▶ Tâches demandées
1: Répondez aux questions suivantes sur la page consacrée au discours royal :
(a) Quel est l'intitulé de la note préliminaire remise au nom du Souverain ?
(b) À qui cette note a-t-elle été remise, et quelle fonction la page lui attribue-t-elle ?
(c) Selon le premier point lié à la jeunesse africaine, quels éléments constituent des opportunités à saisir collectivement ?
2: Poursuivez la page sur le discours royal consacré à la migration à partir de son dernier point.

C'est dans ce cadre qu'un discours royal a été délivré, abordant en bonne partie la dimension migratoire, en en faisant un thème prioritaire et en lui donnant une grande visibilité. De même qu'au nom du Souverain, une note préliminaire intitulée :"Vision pour un agenda africain pour la migration", s'appuyant sur une démarche concrète et pragmatique, a été remise au Chef d'Etat guinéen, Alpha Condé, président en exercice de l'Union Africaine par S.A.R le Prince Moulay Rachid, comme contribution de Sa Majesté le Roi. Rappelons à ce propos que e Souverain avait désigné par le précédent sommet de l'UA comme leader pour gérer la question de la migration au niveau continental et préparer une feuille de route en la matière. 

Quelques points relatifs aux jeunes africains 
Parmi les principaux points du discours royal liés à la jeunesse africaine, on relèvera ceci : 
  • La croissance démographique de l'Afrique, ses institutions, la migration et la jeunesse constituent des opportunités à saisir collectivement.

(Extraits de données d'étiquetage de lieux)
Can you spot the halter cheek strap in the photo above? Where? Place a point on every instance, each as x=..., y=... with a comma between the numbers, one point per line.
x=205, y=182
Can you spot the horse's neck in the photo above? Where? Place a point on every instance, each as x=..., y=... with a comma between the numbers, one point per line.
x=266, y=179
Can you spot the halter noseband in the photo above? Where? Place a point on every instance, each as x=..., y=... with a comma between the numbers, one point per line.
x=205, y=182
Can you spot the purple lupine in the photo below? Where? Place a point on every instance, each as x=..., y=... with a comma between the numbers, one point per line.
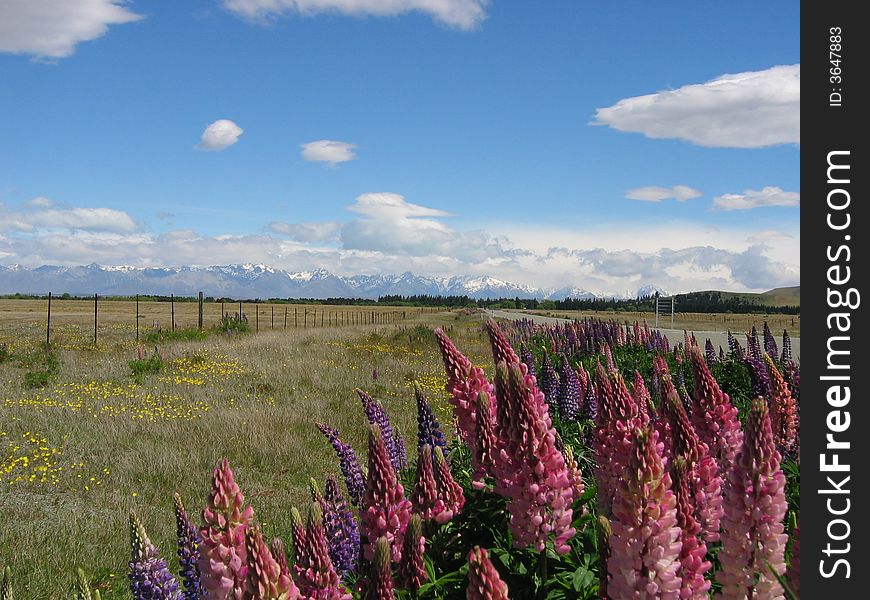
x=341, y=529
x=568, y=403
x=527, y=359
x=392, y=438
x=770, y=342
x=150, y=578
x=350, y=469
x=188, y=541
x=428, y=428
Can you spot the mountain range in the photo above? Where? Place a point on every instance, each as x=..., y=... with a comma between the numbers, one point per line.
x=260, y=281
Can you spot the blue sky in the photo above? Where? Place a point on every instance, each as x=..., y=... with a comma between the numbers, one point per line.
x=602, y=145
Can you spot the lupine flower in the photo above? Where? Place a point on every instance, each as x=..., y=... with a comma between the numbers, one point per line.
x=531, y=472
x=223, y=553
x=342, y=531
x=569, y=393
x=150, y=578
x=644, y=543
x=379, y=585
x=693, y=565
x=350, y=468
x=266, y=581
x=783, y=410
x=794, y=567
x=428, y=428
x=527, y=359
x=385, y=510
x=188, y=541
x=412, y=572
x=753, y=538
x=316, y=577
x=392, y=438
x=713, y=416
x=484, y=582
x=449, y=491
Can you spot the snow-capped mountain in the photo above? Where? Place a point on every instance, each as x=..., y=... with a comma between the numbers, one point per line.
x=259, y=281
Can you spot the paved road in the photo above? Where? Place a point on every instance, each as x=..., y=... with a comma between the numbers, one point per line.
x=719, y=338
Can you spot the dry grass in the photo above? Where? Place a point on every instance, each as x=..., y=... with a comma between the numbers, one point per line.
x=99, y=442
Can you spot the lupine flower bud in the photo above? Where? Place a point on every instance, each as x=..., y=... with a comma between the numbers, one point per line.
x=266, y=581
x=428, y=428
x=713, y=416
x=644, y=544
x=150, y=578
x=412, y=572
x=350, y=468
x=484, y=582
x=223, y=553
x=753, y=538
x=380, y=583
x=188, y=541
x=385, y=511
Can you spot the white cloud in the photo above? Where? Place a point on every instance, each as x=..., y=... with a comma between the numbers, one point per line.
x=328, y=151
x=745, y=110
x=768, y=196
x=652, y=193
x=462, y=14
x=220, y=135
x=51, y=29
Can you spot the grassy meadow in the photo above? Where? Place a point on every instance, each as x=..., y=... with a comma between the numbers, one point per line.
x=86, y=439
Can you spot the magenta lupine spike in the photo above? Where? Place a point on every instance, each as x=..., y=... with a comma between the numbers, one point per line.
x=783, y=409
x=379, y=585
x=464, y=382
x=412, y=571
x=713, y=416
x=385, y=510
x=484, y=582
x=532, y=472
x=149, y=576
x=449, y=491
x=223, y=553
x=644, y=541
x=753, y=538
x=425, y=495
x=794, y=566
x=693, y=565
x=266, y=581
x=317, y=578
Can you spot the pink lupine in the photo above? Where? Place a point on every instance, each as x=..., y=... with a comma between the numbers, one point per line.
x=704, y=477
x=385, y=510
x=266, y=580
x=464, y=382
x=783, y=408
x=484, y=582
x=531, y=472
x=379, y=585
x=753, y=538
x=645, y=540
x=714, y=417
x=317, y=578
x=693, y=565
x=449, y=491
x=425, y=495
x=223, y=553
x=412, y=571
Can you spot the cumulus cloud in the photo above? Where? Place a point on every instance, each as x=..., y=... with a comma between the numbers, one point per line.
x=744, y=110
x=681, y=193
x=220, y=135
x=461, y=14
x=749, y=199
x=328, y=151
x=49, y=29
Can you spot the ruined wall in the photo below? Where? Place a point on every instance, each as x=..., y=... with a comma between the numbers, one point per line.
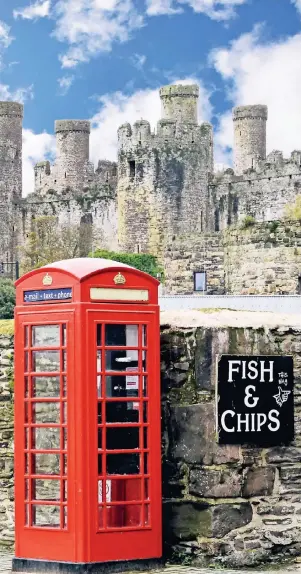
x=163, y=177
x=262, y=259
x=96, y=207
x=190, y=253
x=262, y=192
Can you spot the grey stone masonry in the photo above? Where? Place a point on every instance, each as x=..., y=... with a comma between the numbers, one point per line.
x=162, y=188
x=11, y=115
x=72, y=143
x=179, y=103
x=262, y=258
x=249, y=136
x=163, y=177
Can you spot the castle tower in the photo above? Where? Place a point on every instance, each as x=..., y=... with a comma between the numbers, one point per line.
x=72, y=154
x=179, y=103
x=163, y=177
x=249, y=136
x=11, y=116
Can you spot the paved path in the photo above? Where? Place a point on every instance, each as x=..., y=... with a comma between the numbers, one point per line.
x=5, y=568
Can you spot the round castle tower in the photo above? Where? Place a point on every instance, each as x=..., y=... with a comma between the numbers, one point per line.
x=179, y=103
x=249, y=136
x=72, y=145
x=11, y=117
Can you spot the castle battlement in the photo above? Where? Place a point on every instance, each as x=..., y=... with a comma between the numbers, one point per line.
x=72, y=126
x=163, y=184
x=11, y=109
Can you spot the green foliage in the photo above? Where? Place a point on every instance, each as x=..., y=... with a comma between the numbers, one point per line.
x=7, y=299
x=293, y=211
x=248, y=221
x=273, y=226
x=142, y=261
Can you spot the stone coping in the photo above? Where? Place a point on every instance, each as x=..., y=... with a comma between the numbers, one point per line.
x=218, y=318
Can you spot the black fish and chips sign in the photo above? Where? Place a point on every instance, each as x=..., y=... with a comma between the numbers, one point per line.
x=255, y=404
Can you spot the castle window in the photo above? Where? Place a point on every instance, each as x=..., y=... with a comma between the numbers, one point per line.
x=216, y=220
x=199, y=281
x=132, y=166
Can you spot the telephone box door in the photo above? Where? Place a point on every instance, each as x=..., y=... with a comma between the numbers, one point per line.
x=124, y=391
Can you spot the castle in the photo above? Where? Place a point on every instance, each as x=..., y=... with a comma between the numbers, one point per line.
x=163, y=197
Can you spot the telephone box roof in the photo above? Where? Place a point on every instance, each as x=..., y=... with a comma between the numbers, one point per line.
x=82, y=267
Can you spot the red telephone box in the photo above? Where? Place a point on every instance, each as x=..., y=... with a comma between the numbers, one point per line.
x=87, y=416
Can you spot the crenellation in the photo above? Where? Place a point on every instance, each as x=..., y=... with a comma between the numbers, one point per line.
x=163, y=184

▶ Réponses
1:
(a) « Vision pour un agenda africain pour la migration ».
(b) Au Chef d'État guinéen, Alpha Condé, président en exercice de l'Union Africaine.
(c) La croissance démographique de l'Afrique, ses institutions, la migration et la jeunesse.

2:
  • Ces opportunités sont autant de défis à relever pour contribuer à l'émergence d'une nouvelle Afrique, une Afrique forte, une Afrique audacieuse qui prend en charge la défense de ses intérêts, une Afrique influente dans le concert des nations. 
  • Une politique volontariste orientée vers la jeunesse canalisera l'énergie pour le développement. L'avenir de l'Afrique passe par sa jeunesse estimée aujourd'hui à presse 600 millions et en 2050, 400 millions d'Africains auront entre 15 et 24 ans. Une occasion inespérée s'offre ainsi à l'Afrique de bénéficier d'une main-d'œuvre jeune, éduquée et abondante pour nourrir sa croissance économique. 
  • Une jeunesse africaine livrée au désœuvrement bloquera l'émergence tant souhaitée du continent. Et si le défi de l'employabilité des jeunes n'est pas traité de toute urgence, cette carence aura pour conséquence leur désœuvrement, renforcera en conséquence leur vulnérabilité et le risque de leur radicalisation. 
  • Au lieu d'être victimes de l'émigration illégale ou de trafic des êtres humains, les jeunes africains pourraient contribuer à la réalisation de l'agenda africain en matière de sécurité, de paix et de développement.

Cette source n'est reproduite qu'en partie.